WHAT YOU ARE ASKED TO DO: Rewrite all of the rows below as a Markdown table with the columns No. and Line, giving each line its own numbered entry and skipping blank lines. Leave the pictures out of the answer.

STORED ROWS:
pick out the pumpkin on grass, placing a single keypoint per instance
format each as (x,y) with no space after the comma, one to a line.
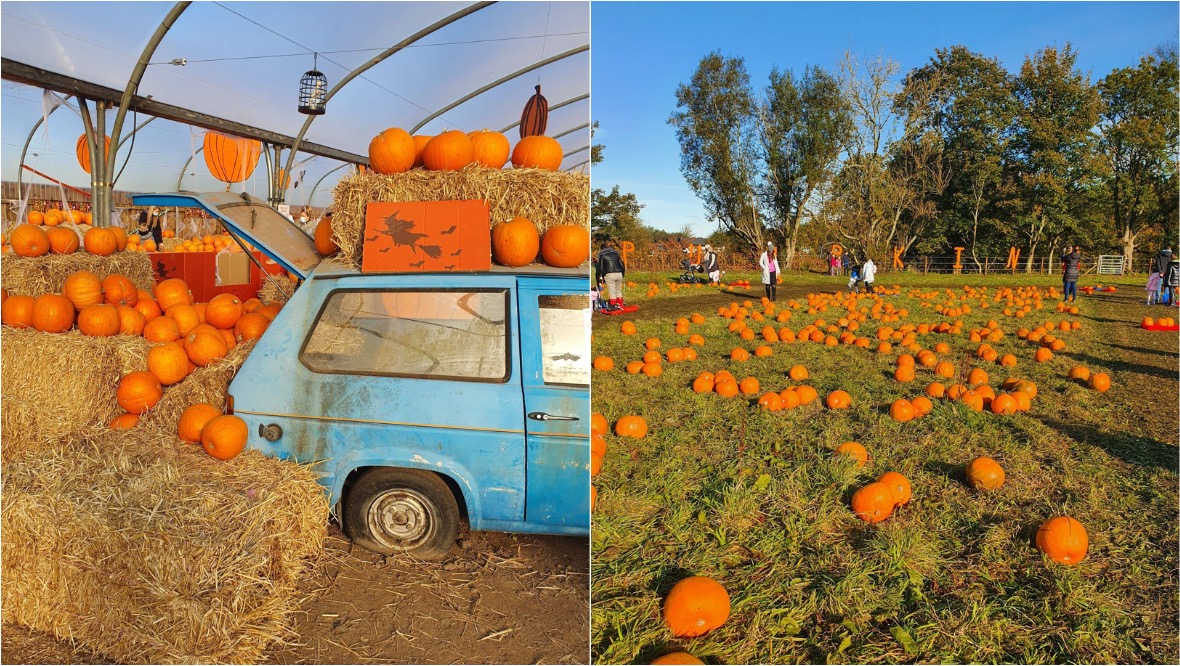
(984,474)
(224,437)
(138,392)
(1063,540)
(635,426)
(516,243)
(53,313)
(695,606)
(873,503)
(194,419)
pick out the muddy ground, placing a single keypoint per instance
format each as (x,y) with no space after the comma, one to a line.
(499,599)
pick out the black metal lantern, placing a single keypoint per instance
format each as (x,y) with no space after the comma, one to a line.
(313,92)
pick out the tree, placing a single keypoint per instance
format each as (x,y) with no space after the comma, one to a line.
(1053,148)
(714,123)
(971,106)
(1139,143)
(805,125)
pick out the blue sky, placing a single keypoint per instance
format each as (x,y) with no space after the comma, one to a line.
(642,51)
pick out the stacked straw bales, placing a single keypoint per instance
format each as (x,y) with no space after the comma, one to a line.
(130,542)
(545,197)
(35,275)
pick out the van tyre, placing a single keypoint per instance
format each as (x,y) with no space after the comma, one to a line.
(395,510)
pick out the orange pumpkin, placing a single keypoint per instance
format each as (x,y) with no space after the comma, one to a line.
(100,241)
(53,313)
(18,311)
(565,246)
(490,149)
(899,485)
(537,152)
(119,291)
(516,242)
(63,241)
(131,321)
(635,426)
(204,345)
(838,400)
(169,363)
(448,151)
(28,240)
(194,419)
(99,320)
(874,502)
(162,330)
(172,292)
(325,243)
(695,606)
(391,151)
(984,474)
(224,437)
(1063,540)
(138,392)
(223,311)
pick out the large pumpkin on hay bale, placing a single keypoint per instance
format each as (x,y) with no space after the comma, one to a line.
(537,152)
(565,246)
(392,151)
(448,151)
(516,242)
(27,240)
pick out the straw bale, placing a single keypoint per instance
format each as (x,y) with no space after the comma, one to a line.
(274,287)
(35,275)
(148,550)
(60,385)
(545,197)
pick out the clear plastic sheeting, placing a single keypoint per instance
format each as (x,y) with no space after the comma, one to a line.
(243,61)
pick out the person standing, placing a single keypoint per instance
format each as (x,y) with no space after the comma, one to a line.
(1070,271)
(609,269)
(867,274)
(710,265)
(769,265)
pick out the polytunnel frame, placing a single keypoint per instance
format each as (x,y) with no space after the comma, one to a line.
(96,128)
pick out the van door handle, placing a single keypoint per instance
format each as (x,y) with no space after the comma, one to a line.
(543,416)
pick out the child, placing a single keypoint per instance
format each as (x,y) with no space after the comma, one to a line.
(853,280)
(1153,286)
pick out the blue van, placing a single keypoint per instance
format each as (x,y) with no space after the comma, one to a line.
(420,398)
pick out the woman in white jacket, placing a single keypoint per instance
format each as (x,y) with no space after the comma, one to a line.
(769,265)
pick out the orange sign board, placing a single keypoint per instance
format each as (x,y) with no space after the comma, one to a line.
(420,236)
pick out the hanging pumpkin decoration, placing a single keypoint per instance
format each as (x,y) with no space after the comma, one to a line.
(535,117)
(231,160)
(83,150)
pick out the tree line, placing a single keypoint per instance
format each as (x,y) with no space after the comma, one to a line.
(957,152)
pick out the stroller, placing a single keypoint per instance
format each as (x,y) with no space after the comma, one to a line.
(689,272)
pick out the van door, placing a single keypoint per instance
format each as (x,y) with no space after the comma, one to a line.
(555,359)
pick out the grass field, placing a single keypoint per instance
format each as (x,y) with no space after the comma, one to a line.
(756,500)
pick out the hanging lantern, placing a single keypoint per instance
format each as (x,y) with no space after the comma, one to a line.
(313,91)
(83,151)
(535,116)
(231,160)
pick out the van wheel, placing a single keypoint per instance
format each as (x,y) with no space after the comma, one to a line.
(394,510)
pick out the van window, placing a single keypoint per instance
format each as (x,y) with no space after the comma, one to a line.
(434,334)
(565,339)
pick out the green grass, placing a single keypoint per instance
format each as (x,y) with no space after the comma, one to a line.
(756,501)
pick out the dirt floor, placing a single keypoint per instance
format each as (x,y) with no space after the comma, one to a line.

SOLVED EXERCISE:
| No. | Line |
|---|---|
| 1 | pick out the pumpkin on grass, placing a single keypoint per instance |
| 2 | format each as (x,y) with no space after the comma, one to a line. |
| 3 | (984,474) |
| 4 | (224,437) |
| 5 | (138,392) |
| 6 | (1063,540) |
| 7 | (635,426) |
| 8 | (516,243) |
| 9 | (53,313) |
| 10 | (695,606) |
| 11 | (873,503) |
| 12 | (194,419) |
| 13 | pick out the muddy ground, placing a single keypoint per instance |
| 14 | format each as (x,y) with no space after the comma, one to a line. |
| 15 | (499,599) |
| 16 | pick out the black metal lantern, placing a single keypoint per instance |
| 17 | format each as (x,y) with no space after the comma, one to a line. |
| 18 | (313,92) |
| 19 | pick out the tree, placing a single keypoint per instance |
| 20 | format each as (x,y) with no space after the comma, one to a line. |
| 21 | (1053,148) |
| 22 | (714,123) |
| 23 | (971,106) |
| 24 | (1139,143) |
| 25 | (805,125) |
| 26 | pick out the blue sky, placing a single keypoint per instance |
| 27 | format each as (x,y) with no space after the comma, one to a line. |
| 28 | (642,51) |
| 29 | pick out the stacked straw bales, placing a single keypoint per instance |
| 30 | format each as (x,y) with no space after the comma, one to a line. |
| 31 | (130,542) |
| 32 | (545,197) |
| 33 | (35,275) |
| 34 | pick out the van tyre, placing a single keypoint per instance |
| 35 | format each as (x,y) with no space after the comma, one to a line. |
| 36 | (395,510) |
| 37 | pick out the orange pumpkin, placing a single keypoint per instance |
| 38 | format each as (x,y) with no space after the comma, one to a line. |
| 39 | (100,241) |
| 40 | (53,313) |
| 41 | (18,311) |
| 42 | (565,246) |
| 43 | (490,149) |
| 44 | (899,485) |
| 45 | (537,152) |
| 46 | (119,291) |
| 47 | (516,242) |
| 48 | (63,241) |
| 49 | (131,321) |
| 50 | (635,426) |
| 51 | (204,345) |
| 52 | (838,400) |
| 53 | (169,363) |
| 54 | (448,151) |
| 55 | (28,240) |
| 56 | (194,419) |
| 57 | (99,320) |
| 58 | (874,502) |
| 59 | (162,330) |
| 60 | (172,292) |
| 61 | (325,243) |
| 62 | (695,606) |
| 63 | (391,151) |
| 64 | (984,474) |
| 65 | (224,437) |
| 66 | (1063,540) |
| 67 | (138,392) |
| 68 | (223,311) |
| 69 | pick out the large pumpkin on hay bale, placing a single keypoint per instance |
| 70 | format each as (x,y) with no space after the comma, one to a line. |
| 71 | (537,152) |
| 72 | (565,246) |
| 73 | (392,151) |
| 74 | (448,151) |
| 75 | (516,242) |
| 76 | (27,240) |
| 77 | pick out the straw bale, placing a single keypoint per instance |
| 78 | format each as (x,y) with no space after the comma, one to a line. |
| 79 | (274,287) |
| 80 | (35,275) |
| 81 | (148,550) |
| 82 | (60,385) |
| 83 | (545,197) |
| 84 | pick out the clear plastic sheeting, placing a single keypoint per instance |
| 85 | format each as (x,y) with no space after the comma, one to a line. |
| 86 | (243,61) |
| 87 | pick out the person standing, placing a single keypoint per instance |
| 88 | format each as (x,y) with no space after the comma, one to a line. |
| 89 | (1070,271) |
| 90 | (609,269) |
| 91 | (867,274) |
| 92 | (710,265) |
| 93 | (769,265) |
| 94 | pick out the polytunnel frame, placing a single keypoint per instance |
| 95 | format each as (x,y) with no space after the comma, one to a line. |
| 96 | (96,128) |
| 97 | pick out the van door handle, placing a single keypoint per instance |
| 98 | format each as (x,y) with no space after the comma, one to a line. |
| 99 | (543,416) |
| 100 | pick out the child, placing a single keypoint per instance |
| 101 | format each as (x,y) with no space after the comma, one to a line. |
| 102 | (853,280) |
| 103 | (1153,286) |
| 104 | pick out the blue van, placing a single keypoint per instance |
| 105 | format each as (x,y) with no space after the comma, one to a line. |
| 106 | (420,398) |
| 107 | pick out the woman in white jacket, placing a single keypoint per instance |
| 108 | format each as (x,y) with no space after the comma, one to a line. |
| 109 | (769,265) |
| 110 | pick out the orange sign board, placing a single keypoint per instance |
| 111 | format each as (x,y) with no space after the comma, one to a line. |
| 112 | (420,236) |
| 113 | pick out the hanging pumpkin decoration, placing a single keypoint per instance |
| 114 | format each as (x,y) with no space after the comma, one to a line. |
| 115 | (535,117) |
| 116 | (231,160) |
| 117 | (83,150) |
| 118 | pick out the tree line, placing a single keypoint per instance |
| 119 | format each as (x,y) with no space after the comma, one to a line. |
| 120 | (957,152) |
| 121 | pick out the stroller, placing a single keypoint per instance |
| 122 | format each as (x,y) with no space after the comma, one to a line. |
| 123 | (689,272) |
| 124 | pick out the van door, placing a single keypoint per instance |
| 125 | format each as (x,y) with no space after the comma, one to a line. |
| 126 | (555,359) |
| 127 | pick out the grass field, placing a single keypoint per instance |
| 128 | format each as (x,y) with no space after the comma, one to a line. |
| 129 | (756,500) |
| 130 | pick out the hanging lantern, placing a single keypoint per instance |
| 131 | format each as (x,y) with no space after the comma, one to a line. |
| 132 | (313,91) |
| 133 | (83,151) |
| 134 | (535,116) |
| 135 | (231,160) |
| 136 | pick out the van wheel, placing a single keypoint per instance |
| 137 | format each as (x,y) with no space after the comma, one to a line. |
| 138 | (394,510) |
| 139 | pick out the van window, placing a single keypoint per instance |
| 140 | format each as (x,y) with no space after the comma, one to a line. |
| 141 | (434,334) |
| 142 | (565,339) |
| 143 | pick out the green grass, placing a single keypoint per instance |
| 144 | format each as (x,y) with no space after the comma, one to a line. |
| 145 | (756,501) |
| 146 | pick out the dirt floor, placing a single keypoint per instance |
| 147 | format each as (x,y) with no space after the comma, one to a line. |